TAREFA:
Transcreva palavra por palavra a passagem do texto sobre a remada no rio Paraíba do Sul, partindo das palavras "Remada no Rio" e parando logo depois de "pouca gente conhece.".

TRECHO FORNECIDO:
Remada no Rio Paraíba do Sul: De Porto Velho do Cunha à Itaocara
Tempo: 8h 40min
O Rio Paraíba do Sul
O Rio Paraíba do Sul é um rio extenso sendo recurso extremante importante para três estados do sudeste brasileiro: São Paulo, Rio de Janeiro e Minas Gerais. Nasce na serra da Bocaina em São Paulo e desemboca na praia de Atafona em São João da Barra - RJ possuindo 1.340 km de extensão abrangendo 150 cidades e 20 milhões de pessoas.
Ao longo de seu trecho o rio adquire várias formas e tem características bem específicas: ora estreito, ora largo, ora turbulento, ora calmo, às vezes represa e volta a ser rio, ora poluído, ora preservado, sim é isso mesmo, preservado e com mata ciliar e vegetação exuberante e é esse rio Paraíba do Sul que pouca gente conhece.
No Médio Paraíba, mais especificamente do trecho de Além Paraíba-MG a São Fidelis-RJ, o rio Paraíba do Sul possui águas turbulentas com corredeiras e cachoeiras, predominância de ilhas, é largo e com uma vegetação ciliar ainda bem preservada. Famoso pela piscosidade e referência na pesca esportiva de dourado e robalo. Em uma grande extensão não existe cidades em suas margens, o que contribuí para renovação de suas águas, além da própria oxigenação causada pelas corredeiras. Ele também recebe as águas de vários afluentes. Fonte: ACAI
Dicas para remar na região
Detalhes do trecho de Porto Velho do Cunho até SãoFidelis
Caminho que fizemos de carro de Itaocara até Porto Velho do Cunha, local de início.

DADOS:
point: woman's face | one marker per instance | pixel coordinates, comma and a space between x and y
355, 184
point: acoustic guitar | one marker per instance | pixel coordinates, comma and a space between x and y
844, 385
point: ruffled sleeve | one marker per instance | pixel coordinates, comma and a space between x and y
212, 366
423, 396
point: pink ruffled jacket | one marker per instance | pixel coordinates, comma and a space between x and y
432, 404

RESPOSTA COMPLETA:
Remada no Rio Paraíba do Sul: De Porto Velho do Cunha à Itaocara
Tempo: 8h 40min
O Rio Paraíba do Sul
O Rio Paraíba do Sul é um rio extenso sendo recurso extremante importante para três estados do sudeste brasileiro: São Paulo, Rio de Janeiro e Minas Gerais. Nasce na serra da Bocaina em São Paulo e desemboca na praia de Atafona em São João da Barra - RJ possuindo 1.340 km de extensão abrangendo 150 cidades e 20 milhões de pessoas.
Ao longo de seu trecho o rio adquire várias formas e tem características bem específicas: ora estreito, ora largo, ora turbulento, ora calmo, às vezes represa e volta a ser rio, ora poluído, ora preservado, sim é isso mesmo, preservado e com mata ciliar e vegetação exuberante e é esse rio Paraíba do Sul que pouca gente conhece.